**Set task:** Return every line of the records that contains the word "berries", copying each one in full.

┄┄┄┄┄┄┄┄┄┄

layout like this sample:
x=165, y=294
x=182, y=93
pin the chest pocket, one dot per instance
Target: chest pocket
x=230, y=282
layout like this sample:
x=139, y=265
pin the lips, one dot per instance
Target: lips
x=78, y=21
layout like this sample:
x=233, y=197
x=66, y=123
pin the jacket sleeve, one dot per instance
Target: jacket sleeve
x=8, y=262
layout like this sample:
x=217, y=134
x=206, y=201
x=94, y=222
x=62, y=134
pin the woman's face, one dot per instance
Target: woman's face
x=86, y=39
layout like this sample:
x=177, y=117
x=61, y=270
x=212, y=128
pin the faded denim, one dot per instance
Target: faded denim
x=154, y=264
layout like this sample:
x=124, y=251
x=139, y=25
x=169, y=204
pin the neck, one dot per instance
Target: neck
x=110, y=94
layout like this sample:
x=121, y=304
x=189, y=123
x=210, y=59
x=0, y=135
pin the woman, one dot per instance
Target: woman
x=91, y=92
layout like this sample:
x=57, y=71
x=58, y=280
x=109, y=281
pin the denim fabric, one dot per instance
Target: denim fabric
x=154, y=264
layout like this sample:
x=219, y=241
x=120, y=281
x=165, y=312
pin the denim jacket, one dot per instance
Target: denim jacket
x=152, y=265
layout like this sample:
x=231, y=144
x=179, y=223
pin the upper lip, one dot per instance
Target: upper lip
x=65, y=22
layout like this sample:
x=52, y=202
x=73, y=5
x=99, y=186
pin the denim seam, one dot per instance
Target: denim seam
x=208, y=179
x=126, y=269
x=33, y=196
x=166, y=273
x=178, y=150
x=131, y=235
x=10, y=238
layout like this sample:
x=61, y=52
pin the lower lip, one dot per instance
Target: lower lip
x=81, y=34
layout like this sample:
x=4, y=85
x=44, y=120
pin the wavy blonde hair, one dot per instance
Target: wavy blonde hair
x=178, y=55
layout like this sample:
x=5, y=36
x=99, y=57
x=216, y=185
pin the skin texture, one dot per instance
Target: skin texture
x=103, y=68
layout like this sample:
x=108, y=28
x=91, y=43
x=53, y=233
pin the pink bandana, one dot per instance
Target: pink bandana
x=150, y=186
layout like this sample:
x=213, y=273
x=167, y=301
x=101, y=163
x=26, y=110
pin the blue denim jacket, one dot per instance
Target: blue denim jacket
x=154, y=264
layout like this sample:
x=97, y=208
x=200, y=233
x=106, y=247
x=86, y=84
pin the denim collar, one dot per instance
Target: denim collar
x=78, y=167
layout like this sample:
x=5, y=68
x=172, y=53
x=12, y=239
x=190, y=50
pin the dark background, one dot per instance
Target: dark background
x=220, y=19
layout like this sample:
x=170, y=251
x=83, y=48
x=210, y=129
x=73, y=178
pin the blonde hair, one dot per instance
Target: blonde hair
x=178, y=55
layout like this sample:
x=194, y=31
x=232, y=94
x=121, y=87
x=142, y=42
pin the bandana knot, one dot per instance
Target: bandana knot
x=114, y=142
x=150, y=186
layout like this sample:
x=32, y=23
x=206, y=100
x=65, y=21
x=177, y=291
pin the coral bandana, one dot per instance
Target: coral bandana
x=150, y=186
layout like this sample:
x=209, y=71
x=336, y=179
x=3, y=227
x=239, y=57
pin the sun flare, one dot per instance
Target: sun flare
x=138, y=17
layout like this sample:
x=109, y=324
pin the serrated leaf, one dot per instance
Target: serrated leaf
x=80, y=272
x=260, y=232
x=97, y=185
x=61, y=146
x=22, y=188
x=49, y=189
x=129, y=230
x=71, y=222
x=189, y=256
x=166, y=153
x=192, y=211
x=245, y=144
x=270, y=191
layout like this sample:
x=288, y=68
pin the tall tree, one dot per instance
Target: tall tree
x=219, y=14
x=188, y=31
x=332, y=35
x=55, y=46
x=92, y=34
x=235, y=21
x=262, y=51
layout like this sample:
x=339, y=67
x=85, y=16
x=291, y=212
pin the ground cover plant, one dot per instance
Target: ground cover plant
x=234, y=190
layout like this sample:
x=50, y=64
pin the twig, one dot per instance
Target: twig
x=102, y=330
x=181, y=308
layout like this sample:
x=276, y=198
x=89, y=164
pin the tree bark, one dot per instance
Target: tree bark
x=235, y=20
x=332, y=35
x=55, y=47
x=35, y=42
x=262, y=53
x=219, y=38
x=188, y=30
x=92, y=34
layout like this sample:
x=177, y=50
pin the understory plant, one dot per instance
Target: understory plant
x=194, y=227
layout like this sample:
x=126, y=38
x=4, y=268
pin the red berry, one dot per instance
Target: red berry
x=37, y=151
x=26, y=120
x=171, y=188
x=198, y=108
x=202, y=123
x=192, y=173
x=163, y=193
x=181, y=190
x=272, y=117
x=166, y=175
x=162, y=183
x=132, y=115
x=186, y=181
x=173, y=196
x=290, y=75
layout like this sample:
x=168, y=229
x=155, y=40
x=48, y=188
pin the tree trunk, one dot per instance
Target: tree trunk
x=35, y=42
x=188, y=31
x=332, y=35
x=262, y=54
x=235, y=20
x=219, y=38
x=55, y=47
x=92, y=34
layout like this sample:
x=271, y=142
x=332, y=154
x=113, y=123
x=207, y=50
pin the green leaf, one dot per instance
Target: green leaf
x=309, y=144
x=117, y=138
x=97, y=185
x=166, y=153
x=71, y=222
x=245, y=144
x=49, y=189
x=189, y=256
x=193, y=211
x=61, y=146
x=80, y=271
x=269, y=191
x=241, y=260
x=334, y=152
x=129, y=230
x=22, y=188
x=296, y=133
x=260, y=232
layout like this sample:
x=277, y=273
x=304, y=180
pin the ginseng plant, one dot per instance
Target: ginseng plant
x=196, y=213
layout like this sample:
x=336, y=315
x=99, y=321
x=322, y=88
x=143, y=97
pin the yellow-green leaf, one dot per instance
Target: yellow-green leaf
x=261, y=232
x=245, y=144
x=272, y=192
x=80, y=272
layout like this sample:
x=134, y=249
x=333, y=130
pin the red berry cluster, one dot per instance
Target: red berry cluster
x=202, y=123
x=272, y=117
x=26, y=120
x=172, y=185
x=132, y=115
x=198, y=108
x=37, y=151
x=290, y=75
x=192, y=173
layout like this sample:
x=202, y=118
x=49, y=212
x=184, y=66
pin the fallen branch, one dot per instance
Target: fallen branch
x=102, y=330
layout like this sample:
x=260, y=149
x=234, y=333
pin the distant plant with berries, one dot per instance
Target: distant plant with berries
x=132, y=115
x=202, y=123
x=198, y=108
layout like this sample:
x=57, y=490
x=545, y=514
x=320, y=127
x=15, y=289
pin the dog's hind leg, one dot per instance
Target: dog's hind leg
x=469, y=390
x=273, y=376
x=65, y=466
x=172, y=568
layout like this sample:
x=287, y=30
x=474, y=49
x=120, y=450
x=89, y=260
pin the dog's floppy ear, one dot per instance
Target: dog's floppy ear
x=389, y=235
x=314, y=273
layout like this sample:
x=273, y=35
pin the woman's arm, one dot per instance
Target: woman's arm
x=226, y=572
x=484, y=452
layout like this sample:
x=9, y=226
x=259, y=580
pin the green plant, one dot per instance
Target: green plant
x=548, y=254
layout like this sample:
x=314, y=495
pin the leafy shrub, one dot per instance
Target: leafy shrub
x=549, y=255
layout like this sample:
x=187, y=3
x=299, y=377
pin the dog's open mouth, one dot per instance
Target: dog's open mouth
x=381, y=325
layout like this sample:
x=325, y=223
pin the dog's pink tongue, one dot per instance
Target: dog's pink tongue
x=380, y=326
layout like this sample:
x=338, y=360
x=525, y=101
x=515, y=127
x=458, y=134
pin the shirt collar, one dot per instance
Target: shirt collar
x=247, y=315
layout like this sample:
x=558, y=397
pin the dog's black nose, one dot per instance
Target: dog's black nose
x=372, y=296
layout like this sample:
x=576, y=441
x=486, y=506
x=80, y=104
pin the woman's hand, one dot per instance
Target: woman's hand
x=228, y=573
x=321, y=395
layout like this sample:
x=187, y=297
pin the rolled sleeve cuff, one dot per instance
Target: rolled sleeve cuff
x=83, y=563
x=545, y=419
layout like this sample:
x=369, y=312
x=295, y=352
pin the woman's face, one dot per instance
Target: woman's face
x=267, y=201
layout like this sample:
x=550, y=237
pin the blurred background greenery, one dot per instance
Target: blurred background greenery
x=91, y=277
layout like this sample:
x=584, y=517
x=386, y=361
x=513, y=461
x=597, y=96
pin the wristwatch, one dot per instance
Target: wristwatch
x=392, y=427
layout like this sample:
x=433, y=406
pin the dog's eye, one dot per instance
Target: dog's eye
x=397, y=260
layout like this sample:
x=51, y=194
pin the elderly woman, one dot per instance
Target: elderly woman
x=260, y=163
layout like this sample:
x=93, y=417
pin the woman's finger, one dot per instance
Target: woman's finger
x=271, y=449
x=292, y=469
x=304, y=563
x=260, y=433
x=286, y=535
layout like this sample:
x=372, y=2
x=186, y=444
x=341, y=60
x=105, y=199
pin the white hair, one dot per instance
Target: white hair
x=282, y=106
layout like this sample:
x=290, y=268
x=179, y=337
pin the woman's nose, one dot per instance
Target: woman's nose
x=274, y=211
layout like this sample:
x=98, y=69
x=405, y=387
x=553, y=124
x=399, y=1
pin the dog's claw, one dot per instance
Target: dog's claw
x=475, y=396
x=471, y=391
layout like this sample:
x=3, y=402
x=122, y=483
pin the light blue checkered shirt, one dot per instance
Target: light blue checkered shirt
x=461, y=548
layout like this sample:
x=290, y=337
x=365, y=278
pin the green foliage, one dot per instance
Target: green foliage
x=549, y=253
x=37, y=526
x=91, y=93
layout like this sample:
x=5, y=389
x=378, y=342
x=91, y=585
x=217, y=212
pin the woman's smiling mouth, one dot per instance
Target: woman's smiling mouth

┄┄┄┄┄┄┄┄┄┄

**Complete response:**
pin the distant plant with berries, one dot per instance
Target: distant plant with berries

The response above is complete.